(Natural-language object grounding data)
· · · · ·
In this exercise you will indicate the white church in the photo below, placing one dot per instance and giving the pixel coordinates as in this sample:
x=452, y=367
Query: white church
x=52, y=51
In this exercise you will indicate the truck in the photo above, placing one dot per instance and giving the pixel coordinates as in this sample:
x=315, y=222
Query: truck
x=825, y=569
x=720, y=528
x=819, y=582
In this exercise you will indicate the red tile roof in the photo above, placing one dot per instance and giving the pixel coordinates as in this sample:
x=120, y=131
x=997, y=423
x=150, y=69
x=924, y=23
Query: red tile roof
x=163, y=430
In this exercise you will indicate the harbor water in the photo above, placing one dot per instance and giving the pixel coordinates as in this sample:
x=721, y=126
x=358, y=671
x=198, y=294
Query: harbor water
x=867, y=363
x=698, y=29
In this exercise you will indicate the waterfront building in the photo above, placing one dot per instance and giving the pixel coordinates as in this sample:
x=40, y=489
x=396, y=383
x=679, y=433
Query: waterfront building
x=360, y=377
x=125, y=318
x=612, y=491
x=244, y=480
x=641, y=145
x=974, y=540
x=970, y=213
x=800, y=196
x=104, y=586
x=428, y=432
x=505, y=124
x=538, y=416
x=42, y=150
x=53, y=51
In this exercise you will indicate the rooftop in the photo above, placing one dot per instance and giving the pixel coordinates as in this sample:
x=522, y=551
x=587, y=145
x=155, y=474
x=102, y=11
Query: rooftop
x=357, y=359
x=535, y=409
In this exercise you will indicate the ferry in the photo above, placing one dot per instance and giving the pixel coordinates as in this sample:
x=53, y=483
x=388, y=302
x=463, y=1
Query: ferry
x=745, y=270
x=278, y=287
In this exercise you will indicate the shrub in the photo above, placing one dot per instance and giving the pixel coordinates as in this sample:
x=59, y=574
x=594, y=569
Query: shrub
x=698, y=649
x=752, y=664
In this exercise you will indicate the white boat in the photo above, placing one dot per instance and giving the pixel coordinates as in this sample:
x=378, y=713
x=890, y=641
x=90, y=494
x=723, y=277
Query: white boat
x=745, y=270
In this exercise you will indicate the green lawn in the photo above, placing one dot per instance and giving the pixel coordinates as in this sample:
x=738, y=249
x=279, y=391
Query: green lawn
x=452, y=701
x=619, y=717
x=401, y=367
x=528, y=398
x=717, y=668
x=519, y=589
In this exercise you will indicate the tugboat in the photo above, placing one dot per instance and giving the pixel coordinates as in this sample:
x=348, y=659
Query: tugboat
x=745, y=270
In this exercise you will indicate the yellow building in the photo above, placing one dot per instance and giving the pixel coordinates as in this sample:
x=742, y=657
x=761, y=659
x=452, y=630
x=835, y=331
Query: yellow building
· · · · ·
▸ Work request: Filter the data above, keeping only lines that include the string "indicate".

▸ Output for this exercise:
In this exercise you will indicate the white church in the photo below, placing one dot per instance and giving the pixel coordinates as in this sample:
In this exercise you will indicate the truck in the photo above, placing one dot per instance and giving the pixel coordinates as in this sample:
In this exercise you will indicate the red tile roof in the photo above, placing one dot per instance and giving the pixel coordinates as in this sample:
In this exercise you will indicate the harbor water in the photo above, placing one dot per instance and giving the pixel coordinates as in this sample:
In this exercise you will indicate the waterfront building in the photo above, placing one dot per instance and giving the pixel coordinates as in this sample:
In this exercise you will indicate the rooftop in the photo above, placing one dot per instance and giving the pixel coordinates as in this sample:
In this exercise you will indicate the ferry in the photo above, placing one dot per instance and giving the pixel coordinates as in this sample:
In this exercise you will indicate the shrub in the photo above, placing one dot per instance and giving the pixel coordinates as in this sample:
In this exercise you will indicate the white boat in the photo above, placing one dot per instance and giving the pixel coordinates as in this sample:
In this exercise you will indicate the green lawn in the photo above, placing one dot per instance and giving the pixel coordinates as in this sample:
In this exercise you will indicate the tugboat in the photo above, placing one dot per instance and giving the pixel coordinates as in this sample:
In this exercise you will indicate the yellow building in the photo above, placing one dot per instance and giving the pixel coordinates as in this sample:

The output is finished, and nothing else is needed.